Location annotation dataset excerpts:

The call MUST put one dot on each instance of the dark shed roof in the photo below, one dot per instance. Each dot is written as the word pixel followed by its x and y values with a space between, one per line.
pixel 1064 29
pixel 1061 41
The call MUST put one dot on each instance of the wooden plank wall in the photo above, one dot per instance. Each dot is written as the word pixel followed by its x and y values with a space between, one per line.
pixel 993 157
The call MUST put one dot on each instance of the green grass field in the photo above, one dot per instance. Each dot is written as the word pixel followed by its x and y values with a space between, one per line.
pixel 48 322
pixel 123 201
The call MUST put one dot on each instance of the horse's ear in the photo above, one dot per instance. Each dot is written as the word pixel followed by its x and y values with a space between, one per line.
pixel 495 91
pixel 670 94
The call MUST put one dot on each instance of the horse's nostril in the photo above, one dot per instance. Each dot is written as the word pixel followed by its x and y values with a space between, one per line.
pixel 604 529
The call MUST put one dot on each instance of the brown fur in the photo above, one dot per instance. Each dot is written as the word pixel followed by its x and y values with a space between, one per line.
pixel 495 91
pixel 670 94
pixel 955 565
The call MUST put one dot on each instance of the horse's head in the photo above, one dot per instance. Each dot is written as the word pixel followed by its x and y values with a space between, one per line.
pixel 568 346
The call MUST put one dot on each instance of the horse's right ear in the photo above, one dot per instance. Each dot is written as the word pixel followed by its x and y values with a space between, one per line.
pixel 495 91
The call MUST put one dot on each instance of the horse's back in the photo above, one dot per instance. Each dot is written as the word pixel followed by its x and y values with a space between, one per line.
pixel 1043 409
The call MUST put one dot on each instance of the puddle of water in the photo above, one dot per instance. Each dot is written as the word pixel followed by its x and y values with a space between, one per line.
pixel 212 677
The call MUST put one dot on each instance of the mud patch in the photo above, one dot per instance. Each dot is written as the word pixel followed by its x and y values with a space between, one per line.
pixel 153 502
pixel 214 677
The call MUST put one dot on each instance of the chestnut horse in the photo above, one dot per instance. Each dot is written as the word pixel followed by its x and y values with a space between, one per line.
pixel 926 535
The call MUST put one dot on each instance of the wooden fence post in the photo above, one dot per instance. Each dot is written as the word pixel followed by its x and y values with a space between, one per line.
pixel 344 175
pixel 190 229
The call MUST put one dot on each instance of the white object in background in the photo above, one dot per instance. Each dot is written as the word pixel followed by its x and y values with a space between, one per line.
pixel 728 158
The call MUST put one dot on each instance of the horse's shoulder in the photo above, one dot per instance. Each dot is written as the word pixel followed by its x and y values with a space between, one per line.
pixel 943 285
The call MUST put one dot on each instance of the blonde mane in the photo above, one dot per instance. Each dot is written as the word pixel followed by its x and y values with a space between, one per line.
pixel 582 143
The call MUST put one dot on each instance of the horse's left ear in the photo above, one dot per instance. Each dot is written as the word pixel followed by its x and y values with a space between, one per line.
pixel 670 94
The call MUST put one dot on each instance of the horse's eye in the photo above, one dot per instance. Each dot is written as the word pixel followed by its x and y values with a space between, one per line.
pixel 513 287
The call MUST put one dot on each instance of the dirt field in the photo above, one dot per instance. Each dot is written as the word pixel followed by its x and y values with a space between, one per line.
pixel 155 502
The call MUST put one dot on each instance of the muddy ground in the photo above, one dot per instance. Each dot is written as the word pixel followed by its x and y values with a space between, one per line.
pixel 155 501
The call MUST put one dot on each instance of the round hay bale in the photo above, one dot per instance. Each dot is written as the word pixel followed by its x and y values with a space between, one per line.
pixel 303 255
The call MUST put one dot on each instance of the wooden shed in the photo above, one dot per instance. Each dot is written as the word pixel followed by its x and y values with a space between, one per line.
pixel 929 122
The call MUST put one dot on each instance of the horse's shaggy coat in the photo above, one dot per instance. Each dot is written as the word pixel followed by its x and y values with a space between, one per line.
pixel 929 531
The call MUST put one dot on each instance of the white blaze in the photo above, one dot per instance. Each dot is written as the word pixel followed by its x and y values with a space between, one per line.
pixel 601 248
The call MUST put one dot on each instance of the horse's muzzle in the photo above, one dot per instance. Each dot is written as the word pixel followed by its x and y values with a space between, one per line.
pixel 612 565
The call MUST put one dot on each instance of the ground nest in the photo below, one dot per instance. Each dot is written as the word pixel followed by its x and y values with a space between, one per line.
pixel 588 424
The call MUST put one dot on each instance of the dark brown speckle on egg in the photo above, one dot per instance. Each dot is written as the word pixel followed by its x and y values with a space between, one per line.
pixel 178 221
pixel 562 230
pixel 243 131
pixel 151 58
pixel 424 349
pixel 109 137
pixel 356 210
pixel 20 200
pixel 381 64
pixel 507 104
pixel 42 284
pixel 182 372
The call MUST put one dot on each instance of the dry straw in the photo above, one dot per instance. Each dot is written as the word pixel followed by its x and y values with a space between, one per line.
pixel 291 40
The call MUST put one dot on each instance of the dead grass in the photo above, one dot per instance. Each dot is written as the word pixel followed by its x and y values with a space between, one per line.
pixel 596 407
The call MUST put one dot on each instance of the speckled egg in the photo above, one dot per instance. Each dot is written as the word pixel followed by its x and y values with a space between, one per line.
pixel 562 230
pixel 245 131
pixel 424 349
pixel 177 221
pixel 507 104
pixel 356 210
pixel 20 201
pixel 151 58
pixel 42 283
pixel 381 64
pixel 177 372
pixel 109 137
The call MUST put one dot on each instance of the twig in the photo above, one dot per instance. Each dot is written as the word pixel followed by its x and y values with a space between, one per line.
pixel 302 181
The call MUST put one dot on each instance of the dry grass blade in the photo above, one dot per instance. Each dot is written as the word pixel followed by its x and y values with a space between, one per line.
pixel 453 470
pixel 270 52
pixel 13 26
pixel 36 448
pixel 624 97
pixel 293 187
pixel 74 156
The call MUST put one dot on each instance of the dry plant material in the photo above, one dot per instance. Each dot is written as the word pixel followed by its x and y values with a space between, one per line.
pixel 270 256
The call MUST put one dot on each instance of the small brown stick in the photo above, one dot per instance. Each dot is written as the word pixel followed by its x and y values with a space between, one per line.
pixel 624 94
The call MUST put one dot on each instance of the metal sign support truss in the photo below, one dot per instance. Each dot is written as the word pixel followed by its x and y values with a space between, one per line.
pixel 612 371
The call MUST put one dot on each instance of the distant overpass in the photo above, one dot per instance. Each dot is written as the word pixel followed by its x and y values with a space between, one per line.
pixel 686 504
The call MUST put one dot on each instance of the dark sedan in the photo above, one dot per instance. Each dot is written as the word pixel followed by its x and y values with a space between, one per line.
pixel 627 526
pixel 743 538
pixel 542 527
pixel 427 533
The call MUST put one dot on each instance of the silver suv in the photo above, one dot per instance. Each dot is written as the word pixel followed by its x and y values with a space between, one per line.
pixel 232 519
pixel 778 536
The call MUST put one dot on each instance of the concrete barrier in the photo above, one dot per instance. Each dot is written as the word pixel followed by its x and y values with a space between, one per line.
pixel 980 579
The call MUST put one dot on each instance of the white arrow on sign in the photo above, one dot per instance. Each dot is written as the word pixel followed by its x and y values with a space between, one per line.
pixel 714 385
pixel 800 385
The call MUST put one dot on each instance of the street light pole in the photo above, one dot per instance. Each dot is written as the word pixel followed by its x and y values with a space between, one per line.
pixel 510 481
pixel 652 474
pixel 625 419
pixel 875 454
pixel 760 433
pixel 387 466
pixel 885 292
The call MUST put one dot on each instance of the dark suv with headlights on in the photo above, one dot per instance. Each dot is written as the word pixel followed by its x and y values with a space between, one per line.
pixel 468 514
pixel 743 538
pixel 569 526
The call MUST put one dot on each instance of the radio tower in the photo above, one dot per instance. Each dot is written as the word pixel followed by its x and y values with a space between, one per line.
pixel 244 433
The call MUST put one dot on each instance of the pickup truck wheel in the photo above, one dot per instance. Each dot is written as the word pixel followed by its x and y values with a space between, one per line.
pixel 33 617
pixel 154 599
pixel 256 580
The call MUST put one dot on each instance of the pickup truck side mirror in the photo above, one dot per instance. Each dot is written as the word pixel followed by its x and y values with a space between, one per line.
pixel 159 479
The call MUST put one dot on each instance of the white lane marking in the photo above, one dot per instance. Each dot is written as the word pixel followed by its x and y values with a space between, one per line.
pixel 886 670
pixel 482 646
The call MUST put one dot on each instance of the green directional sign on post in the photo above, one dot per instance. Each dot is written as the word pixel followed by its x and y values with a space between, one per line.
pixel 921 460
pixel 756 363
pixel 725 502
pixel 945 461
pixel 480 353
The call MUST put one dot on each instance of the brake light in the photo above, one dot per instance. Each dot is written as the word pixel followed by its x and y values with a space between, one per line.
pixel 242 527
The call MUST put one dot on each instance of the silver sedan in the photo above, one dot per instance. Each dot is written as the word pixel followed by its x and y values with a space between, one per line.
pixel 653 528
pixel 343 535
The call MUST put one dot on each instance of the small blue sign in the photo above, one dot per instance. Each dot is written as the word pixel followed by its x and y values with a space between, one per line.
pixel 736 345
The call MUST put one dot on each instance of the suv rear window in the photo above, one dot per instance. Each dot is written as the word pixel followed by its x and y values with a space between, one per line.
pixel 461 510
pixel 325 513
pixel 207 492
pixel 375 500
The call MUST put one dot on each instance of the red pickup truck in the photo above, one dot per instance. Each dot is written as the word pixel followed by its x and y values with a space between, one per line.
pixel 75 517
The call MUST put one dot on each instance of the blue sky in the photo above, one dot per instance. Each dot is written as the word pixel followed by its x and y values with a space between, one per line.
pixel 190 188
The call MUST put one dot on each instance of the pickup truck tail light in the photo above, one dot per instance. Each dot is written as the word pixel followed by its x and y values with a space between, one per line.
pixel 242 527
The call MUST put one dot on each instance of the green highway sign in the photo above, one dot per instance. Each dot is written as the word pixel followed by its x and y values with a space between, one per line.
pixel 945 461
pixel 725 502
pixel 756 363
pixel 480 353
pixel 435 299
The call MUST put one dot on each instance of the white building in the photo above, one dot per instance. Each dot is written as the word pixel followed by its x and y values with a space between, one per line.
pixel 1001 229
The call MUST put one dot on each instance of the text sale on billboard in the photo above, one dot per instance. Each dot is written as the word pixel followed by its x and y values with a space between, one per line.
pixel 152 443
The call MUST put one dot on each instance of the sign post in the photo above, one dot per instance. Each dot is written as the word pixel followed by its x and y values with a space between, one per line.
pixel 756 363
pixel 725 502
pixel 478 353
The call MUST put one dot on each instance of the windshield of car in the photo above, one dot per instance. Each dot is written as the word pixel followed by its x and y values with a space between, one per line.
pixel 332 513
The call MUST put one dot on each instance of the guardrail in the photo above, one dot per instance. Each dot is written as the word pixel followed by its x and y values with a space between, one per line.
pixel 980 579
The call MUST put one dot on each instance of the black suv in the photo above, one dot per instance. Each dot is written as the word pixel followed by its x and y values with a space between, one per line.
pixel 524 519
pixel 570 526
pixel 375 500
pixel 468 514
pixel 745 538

STATED EXERCISE
Copy out the lines of the data verbatim, from the line containing "the dry grass" up to and including the line containing "pixel 270 256".

EXERCISE SOLUTION
The call MUST put one dot on each instance of the dry grass blade in the photo above, one dot per instance. Each dot is written as the word pixel followed by its x and y values with a space between, one per line.
pixel 453 470
pixel 270 52
pixel 13 26
pixel 36 448
pixel 624 97
pixel 293 187
pixel 74 156
The call MUST put one dot on each instance of the dry plant material in the photo above, one dot per instance. Each dot is written as the word pixel followed by its x and y values with a space between, one per line.
pixel 270 256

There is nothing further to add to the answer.